> _Given task_
Every line of the records below should be restated exactly.

> _Data provided_

□ □ □ □

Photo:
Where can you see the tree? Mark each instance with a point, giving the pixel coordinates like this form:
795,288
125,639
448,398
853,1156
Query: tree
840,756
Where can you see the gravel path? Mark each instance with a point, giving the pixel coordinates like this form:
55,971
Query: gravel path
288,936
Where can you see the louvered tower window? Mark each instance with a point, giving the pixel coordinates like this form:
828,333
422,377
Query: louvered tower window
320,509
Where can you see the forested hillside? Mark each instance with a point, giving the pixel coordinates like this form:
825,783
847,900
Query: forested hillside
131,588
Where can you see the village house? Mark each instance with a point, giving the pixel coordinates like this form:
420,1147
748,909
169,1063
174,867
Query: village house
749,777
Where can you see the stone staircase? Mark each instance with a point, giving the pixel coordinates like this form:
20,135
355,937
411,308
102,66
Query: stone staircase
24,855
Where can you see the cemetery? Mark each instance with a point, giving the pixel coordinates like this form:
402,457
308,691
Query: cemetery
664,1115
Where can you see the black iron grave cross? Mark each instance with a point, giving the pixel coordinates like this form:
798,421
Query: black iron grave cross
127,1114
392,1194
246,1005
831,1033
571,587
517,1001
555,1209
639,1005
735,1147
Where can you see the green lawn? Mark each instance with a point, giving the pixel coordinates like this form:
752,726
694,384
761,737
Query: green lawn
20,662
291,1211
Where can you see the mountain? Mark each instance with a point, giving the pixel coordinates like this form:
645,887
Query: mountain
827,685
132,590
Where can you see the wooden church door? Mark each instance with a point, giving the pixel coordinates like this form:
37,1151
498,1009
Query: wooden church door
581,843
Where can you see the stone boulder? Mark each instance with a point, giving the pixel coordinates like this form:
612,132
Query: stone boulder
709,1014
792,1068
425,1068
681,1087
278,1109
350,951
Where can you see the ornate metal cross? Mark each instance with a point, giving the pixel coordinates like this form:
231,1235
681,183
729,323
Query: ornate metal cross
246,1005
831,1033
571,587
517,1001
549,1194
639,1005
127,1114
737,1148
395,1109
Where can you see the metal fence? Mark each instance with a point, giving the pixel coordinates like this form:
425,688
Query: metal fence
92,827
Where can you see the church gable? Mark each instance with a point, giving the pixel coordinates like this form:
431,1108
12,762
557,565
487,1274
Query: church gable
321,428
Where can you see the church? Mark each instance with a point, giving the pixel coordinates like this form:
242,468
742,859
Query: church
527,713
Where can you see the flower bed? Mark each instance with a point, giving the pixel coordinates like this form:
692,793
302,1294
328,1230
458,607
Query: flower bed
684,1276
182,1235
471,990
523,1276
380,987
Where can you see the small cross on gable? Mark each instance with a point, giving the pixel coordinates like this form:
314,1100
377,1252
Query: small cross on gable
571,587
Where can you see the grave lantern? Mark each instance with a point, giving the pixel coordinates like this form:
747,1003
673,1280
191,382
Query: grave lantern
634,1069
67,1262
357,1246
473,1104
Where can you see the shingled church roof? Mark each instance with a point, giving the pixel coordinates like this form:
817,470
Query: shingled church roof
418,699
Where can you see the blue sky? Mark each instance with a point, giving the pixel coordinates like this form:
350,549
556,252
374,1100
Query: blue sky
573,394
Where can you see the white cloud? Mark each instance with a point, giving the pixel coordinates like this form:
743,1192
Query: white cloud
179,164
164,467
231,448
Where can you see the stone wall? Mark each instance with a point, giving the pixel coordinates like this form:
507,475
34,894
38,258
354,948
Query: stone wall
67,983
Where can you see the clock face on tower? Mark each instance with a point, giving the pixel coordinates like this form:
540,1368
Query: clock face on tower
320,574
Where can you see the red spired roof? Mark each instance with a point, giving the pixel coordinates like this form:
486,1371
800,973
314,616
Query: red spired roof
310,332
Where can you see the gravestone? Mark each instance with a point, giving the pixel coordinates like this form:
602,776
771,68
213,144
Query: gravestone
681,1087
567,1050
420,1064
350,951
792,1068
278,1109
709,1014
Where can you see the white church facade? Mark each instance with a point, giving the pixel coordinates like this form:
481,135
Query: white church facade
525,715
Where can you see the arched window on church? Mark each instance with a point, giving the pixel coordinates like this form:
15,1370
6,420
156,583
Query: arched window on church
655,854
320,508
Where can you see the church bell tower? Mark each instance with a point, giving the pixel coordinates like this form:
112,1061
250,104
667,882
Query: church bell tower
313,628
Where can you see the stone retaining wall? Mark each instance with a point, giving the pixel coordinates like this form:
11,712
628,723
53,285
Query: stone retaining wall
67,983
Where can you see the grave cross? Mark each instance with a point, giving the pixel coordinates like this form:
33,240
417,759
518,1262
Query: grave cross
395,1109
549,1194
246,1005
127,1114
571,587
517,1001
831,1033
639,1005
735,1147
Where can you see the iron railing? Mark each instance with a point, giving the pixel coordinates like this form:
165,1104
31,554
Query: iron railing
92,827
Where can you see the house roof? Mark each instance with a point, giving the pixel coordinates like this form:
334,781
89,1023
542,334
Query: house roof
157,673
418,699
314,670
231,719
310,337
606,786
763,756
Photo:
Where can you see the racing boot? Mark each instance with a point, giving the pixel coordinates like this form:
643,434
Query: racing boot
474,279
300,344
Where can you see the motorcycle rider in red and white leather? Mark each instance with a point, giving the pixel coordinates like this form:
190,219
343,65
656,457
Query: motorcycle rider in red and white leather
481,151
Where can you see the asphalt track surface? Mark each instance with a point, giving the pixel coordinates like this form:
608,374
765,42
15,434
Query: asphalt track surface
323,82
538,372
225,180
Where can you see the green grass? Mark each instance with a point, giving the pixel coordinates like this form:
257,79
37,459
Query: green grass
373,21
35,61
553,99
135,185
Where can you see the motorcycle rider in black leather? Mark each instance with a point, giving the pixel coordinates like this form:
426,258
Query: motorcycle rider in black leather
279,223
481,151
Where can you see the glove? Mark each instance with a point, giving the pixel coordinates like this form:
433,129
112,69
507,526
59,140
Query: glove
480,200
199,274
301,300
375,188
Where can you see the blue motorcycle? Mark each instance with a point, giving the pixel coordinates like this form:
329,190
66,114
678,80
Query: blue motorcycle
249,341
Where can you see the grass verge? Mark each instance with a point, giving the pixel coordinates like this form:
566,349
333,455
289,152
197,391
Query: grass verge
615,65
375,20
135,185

□ □ □ □

> _Correct response_
Photo:
Where can you see the tree? Mark each instance with a point, giving the pixel coordinates like this form:
795,288
125,639
448,398
853,1156
Query: tree
840,756
Where can you see the gravel path? Mark each instance with a point, giving the pixel coordinates like this form:
55,971
Query: gravel path
288,936
Where can you see the louvered tower window? Mark each instance with a point, giving the pixel coordinates like this form:
828,333
422,377
Query: louvered tower window
320,509
Where can you see the forested hillside? Mark each instance with a point, giving the pixel coordinates like this form:
825,783
847,900
Query: forested hillside
131,588
Where can you see the village house? Mark each instance with a point, giving the pixel coordinates like this form:
420,1147
748,909
169,1063
174,867
Query: village house
749,777
Where can you see the stone staircase? Mark each instance with a point, giving the pixel coordinates like this form:
20,135
355,937
411,308
102,66
Query: stone staircase
24,855
Where can you see the cemetery? Mark each instance with a point, giving the pixel coordinates like this form:
402,457
308,691
Query: cemetery
664,1115
Where can you see the black iron grave cross? Mark each instance with a point, giving the pixel coordinates like this form:
798,421
Query: black iron grave cross
127,1114
392,1194
246,1005
831,1033
571,587
517,1001
555,1209
639,1005
735,1147
Where can you see the green lawn? Mark each instance with a point, giving the pixel coordinates like this form:
752,726
694,384
761,737
Query: green lawn
20,662
291,1211
Where can you see the mountain? Mark each instance with a point, giving the pixel coordinates like this form:
645,887
Query: mountain
827,685
132,590
Where can you see the wooden church door? Mark each instance with a point, giving the pixel coordinates like this form:
37,1151
498,1009
Query: wooden church door
581,843
Where can you see the stone boulder? Mark each instance with a point, giving the pixel coordinates like this form:
612,132
Query: stone boulder
709,1014
792,1068
425,1068
681,1087
278,1109
350,951
Where can you see the ornate metal cross? Mark each instance with a point, giving the pixel coordinates like this form:
231,1235
681,183
729,323
Query: ornate metal cross
246,1005
831,1033
571,587
517,1001
549,1194
639,1005
127,1114
737,1148
395,1109
Where can you see the metal fence? Mark each instance with a point, giving the pixel coordinates like this form:
425,688
Query: metal fence
92,827
Where can you see the church gable? Mark each instance with a point, giving the pixel coordinates like this form:
431,1108
12,762
557,565
487,1274
Query: church gable
321,428
Where can you see the church? Mark each instance with a point, giving the pixel coordinates like this form:
242,468
742,859
Query: church
527,713
Where can you see the flower bed? Mark each instance with a point, giving the pixel coordinates like this form:
692,793
302,1294
328,1230
458,607
Query: flower bed
684,1276
182,1235
471,990
523,1276
380,987
Where can you see the small cross on gable? Mark each instance with a point, giving the pixel coordinates like this form:
314,1100
377,1252
Query: small cross on gable
571,587
Where can you see the grave lantern? Mark each instance with a point, giving the pixel coordinates like this form:
747,1003
673,1280
191,382
Query: grave lantern
634,1069
67,1262
357,1246
473,1104
Where can you see the shingled church roof? Mark each instance with a point, giving the pixel coordinates like this form:
817,470
Query: shingled church roof
418,699
Where can you see the blue sky? Mark each instance with a point, giving the pixel coordinates like this form:
350,549
556,252
374,1100
Query: blue sky
573,394
Where can you see the white cloud? Mark each instance with a point, giving the pixel coordinates like this form:
743,1192
Query: white cloud
179,164
164,467
231,448
Where can you see the stone wall? Mark each instance with a point, giving the pixel coordinates like this form:
507,475
34,894
38,258
354,948
Query: stone wall
67,983
Where can you see the clock face on tower? Mark each instance with a point, giving the pixel coordinates like this form:
540,1368
Query: clock face on tower
320,574
Where can you see the red spired roof? Mark each instance with a point, giving the pixel coordinates like this form:
486,1371
800,973
314,616
Query: red spired roof
310,332
Where can you see the gravestone? Mark each instance with a point, giving the pixel coordinates like this form:
602,776
771,68
213,144
Query: gravestone
681,1087
567,1050
420,1064
350,951
792,1068
278,1109
709,1014
Where can you see the white church facade? Mark each instance with a point, giving the pixel coordinates like this form:
481,135
Query: white church facade
525,715
Where can you see the arched window on church? Mark each instance with a point, giving the pixel coordinates like this form:
15,1370
6,420
156,583
Query: arched window on church
655,854
320,508
Where can you see the church bell tower? Mark each instance with a point, giving the pixel coordinates like this form:
112,1061
250,104
667,882
Query: church bell tower
313,628
Where can you see the stone retaining wall? Mark each instance with a point, giving the pixel coordinates like this form:
11,712
628,723
53,285
Query: stone retaining wall
67,983
Where can you see the grave cross? Mark each instance with a point, giving the pixel coordinates like this form:
33,240
417,759
518,1262
Query: grave cross
395,1109
549,1194
246,1005
127,1114
571,587
517,1001
831,1033
639,1005
735,1147
Where can you see the iron railing? Mark each instance with a point, giving the pixel coordinates like this form:
165,1104
31,554
Query: iron railing
92,827
Where can you see the house roof? Mark each instance with a point, giving the pixel coordinates like this form:
334,781
89,1023
542,334
Query: house roof
157,673
418,699
314,670
231,719
310,337
606,786
763,756
Photo:
Where can you see the racing boot? Mark each instance with a point, giving the pixel coordinates like this form:
643,434
Query: racing boot
474,279
300,344
Where can you see the motorcycle rider in red and white leather? Mark each instance with a point, giving the pixel coordinates like this form:
190,219
343,65
656,457
Query: motorcycle rider in red and white leather
481,151
Where can you see the asphalt track surface? Mark each instance with a point, giving the pixel coordinates like this form:
608,374
765,42
15,434
Query: asphalt track surface
323,82
538,372
225,180
Where can you see the green grass? Mark each instance with a point, giving the pixel coordinates like this form:
257,79
37,459
Query: green grass
373,21
35,61
553,99
135,185
Where can you see the motorcycle rider in black leather? Mark each instance with a point, giving the pixel coordinates like this form:
426,258
Query: motorcycle rider in black leather
279,223
481,151
Where can you see the glove? Mark each instance with a point, giving the pixel coordinates like this form:
433,129
112,69
507,526
59,140
Query: glove
480,200
199,274
301,300
375,188
Where can you see the blue motorcycle? Mark each instance with a point, giving the pixel coordinates like this form:
329,190
66,114
678,80
Query: blue motorcycle
249,341
Where can you see the grass verge? Mark each instance with a point, giving the pixel coordinates like this form:
566,349
333,455
289,152
197,391
Query: grass verge
615,65
375,20
135,185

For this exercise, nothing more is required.